EXCERPTED RECORDS -
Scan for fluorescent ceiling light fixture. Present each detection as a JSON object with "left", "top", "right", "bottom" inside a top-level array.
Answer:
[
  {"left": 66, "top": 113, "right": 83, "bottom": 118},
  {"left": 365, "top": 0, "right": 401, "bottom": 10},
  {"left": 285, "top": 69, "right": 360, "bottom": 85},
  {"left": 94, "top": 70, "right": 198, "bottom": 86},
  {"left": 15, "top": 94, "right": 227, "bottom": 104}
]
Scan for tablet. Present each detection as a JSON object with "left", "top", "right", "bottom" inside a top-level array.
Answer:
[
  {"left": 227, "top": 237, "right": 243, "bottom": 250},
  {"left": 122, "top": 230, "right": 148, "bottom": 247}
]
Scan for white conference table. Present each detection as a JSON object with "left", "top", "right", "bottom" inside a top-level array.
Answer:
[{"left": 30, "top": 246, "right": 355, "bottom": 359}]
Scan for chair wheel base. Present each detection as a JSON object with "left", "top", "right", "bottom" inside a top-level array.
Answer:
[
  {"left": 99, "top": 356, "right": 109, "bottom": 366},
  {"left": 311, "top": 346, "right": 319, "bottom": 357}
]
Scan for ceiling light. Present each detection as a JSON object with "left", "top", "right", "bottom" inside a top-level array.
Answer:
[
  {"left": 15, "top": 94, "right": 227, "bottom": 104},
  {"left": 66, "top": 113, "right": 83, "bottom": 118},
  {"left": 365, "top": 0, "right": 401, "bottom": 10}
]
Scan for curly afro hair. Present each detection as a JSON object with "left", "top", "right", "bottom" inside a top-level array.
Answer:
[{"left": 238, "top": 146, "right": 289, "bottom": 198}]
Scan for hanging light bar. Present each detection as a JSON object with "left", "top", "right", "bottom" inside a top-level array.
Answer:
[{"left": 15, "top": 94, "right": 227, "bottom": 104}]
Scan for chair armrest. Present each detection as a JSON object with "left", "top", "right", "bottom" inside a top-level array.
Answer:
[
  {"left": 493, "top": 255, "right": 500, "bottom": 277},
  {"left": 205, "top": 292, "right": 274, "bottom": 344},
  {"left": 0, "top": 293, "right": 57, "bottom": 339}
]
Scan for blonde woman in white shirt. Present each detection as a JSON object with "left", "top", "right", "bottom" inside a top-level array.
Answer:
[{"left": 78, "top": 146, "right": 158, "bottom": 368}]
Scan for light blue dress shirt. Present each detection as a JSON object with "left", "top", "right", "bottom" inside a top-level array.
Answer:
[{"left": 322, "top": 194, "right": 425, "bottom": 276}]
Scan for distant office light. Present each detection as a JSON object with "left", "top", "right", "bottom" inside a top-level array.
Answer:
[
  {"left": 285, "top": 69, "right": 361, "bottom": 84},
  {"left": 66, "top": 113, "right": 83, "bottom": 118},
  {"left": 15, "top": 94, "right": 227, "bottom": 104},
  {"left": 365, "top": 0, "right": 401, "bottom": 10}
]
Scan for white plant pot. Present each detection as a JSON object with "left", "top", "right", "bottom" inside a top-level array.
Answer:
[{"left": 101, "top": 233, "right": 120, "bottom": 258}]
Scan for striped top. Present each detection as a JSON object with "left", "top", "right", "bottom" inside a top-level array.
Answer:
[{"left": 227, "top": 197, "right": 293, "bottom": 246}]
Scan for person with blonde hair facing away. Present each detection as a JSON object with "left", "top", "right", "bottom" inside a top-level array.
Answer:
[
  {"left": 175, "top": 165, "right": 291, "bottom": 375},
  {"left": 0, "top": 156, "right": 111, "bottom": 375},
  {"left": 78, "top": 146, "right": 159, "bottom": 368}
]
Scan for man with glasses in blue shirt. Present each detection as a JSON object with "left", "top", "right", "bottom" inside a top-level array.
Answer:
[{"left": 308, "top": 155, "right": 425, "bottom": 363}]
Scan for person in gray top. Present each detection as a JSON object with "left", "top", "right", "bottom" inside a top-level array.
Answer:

PROBLEM DETAILS -
Reproduce all of the material above word for word.

WRITTEN ANSWER -
Scan for fluorescent ceiling light fixture. Present each detection as a JSON object with "left", "top", "right", "bottom" inside a top-level array.
Answer:
[
  {"left": 66, "top": 113, "right": 83, "bottom": 118},
  {"left": 365, "top": 0, "right": 401, "bottom": 10},
  {"left": 285, "top": 69, "right": 360, "bottom": 85},
  {"left": 94, "top": 70, "right": 198, "bottom": 86},
  {"left": 15, "top": 94, "right": 227, "bottom": 104}
]
Scan for tablet. Present each detection as a JSON object with "left", "top", "right", "bottom" inside a top-level array.
Answer:
[
  {"left": 227, "top": 237, "right": 243, "bottom": 250},
  {"left": 122, "top": 230, "right": 148, "bottom": 247}
]
Scan for white conference table. Present each detection as a JSON object with "left", "top", "right", "bottom" inside a top-level array.
Answer:
[{"left": 30, "top": 246, "right": 355, "bottom": 359}]
Scan for chair wheel base. Present each detection as a JSON object with "left", "top", "right", "bottom" inside a top-level array.
Answer:
[
  {"left": 99, "top": 356, "right": 109, "bottom": 366},
  {"left": 311, "top": 346, "right": 319, "bottom": 357}
]
Scan for ceiling light. Present each detection as a JSON object with "left", "top", "right", "bottom" inside a top-level array.
Answer:
[
  {"left": 15, "top": 94, "right": 227, "bottom": 104},
  {"left": 66, "top": 113, "right": 83, "bottom": 118},
  {"left": 365, "top": 0, "right": 401, "bottom": 10}
]
Scan for curly afro hair. Present each detection as a JSON object with "left", "top", "right", "bottom" inside a top-level array.
Answer:
[{"left": 238, "top": 146, "right": 289, "bottom": 198}]
Scan for hanging light bar. Present each detection as a JSON object with "left", "top", "right", "bottom" inside a top-level array.
Answer:
[{"left": 15, "top": 94, "right": 227, "bottom": 104}]
Scan for chair armrest. Present each detection as a JSON object with "left", "top", "right", "bottom" inside a top-level array.
Answer:
[
  {"left": 493, "top": 255, "right": 500, "bottom": 277},
  {"left": 205, "top": 292, "right": 274, "bottom": 344},
  {"left": 0, "top": 293, "right": 57, "bottom": 339}
]
Scan for blonde woman in white shirt. Present each detection as a JSON object with "left", "top", "right", "bottom" inside a top-level array.
Answer:
[{"left": 78, "top": 146, "right": 158, "bottom": 368}]
Scan for light blue dress shirt. Present each detection as a JSON object with "left", "top", "right", "bottom" inside a top-level array.
Answer:
[{"left": 322, "top": 194, "right": 425, "bottom": 276}]
Scan for distant office light. Present each detection as a JSON object with "left", "top", "right", "bottom" inside a top-level array.
Answer:
[
  {"left": 285, "top": 69, "right": 361, "bottom": 84},
  {"left": 66, "top": 113, "right": 83, "bottom": 118},
  {"left": 15, "top": 94, "right": 227, "bottom": 104},
  {"left": 365, "top": 0, "right": 401, "bottom": 10}
]
Scan for white plant pot. Present each detection as a JSON object with "left", "top", "right", "bottom" inside a top-level array.
Answer:
[{"left": 101, "top": 233, "right": 120, "bottom": 258}]
Scan for striped top. Present each detection as a JSON object with "left", "top", "right", "bottom" inside a top-level array.
Answer:
[{"left": 227, "top": 197, "right": 293, "bottom": 246}]
Scan for person with blonde hair facing away. Present each detection as a JSON object with "left", "top", "right", "bottom" inside a top-level array.
Answer:
[
  {"left": 175, "top": 165, "right": 291, "bottom": 375},
  {"left": 0, "top": 156, "right": 111, "bottom": 375},
  {"left": 78, "top": 146, "right": 159, "bottom": 368}
]
Scan for man with glasses in blue shirt. Present each detection as a JSON object with "left", "top", "right", "bottom" inside a top-level array.
Answer:
[{"left": 308, "top": 155, "right": 425, "bottom": 363}]
Scan for person in gray top. Present each detection as a JSON object with "left", "top", "right", "bottom" inside a top-level array.
Answer:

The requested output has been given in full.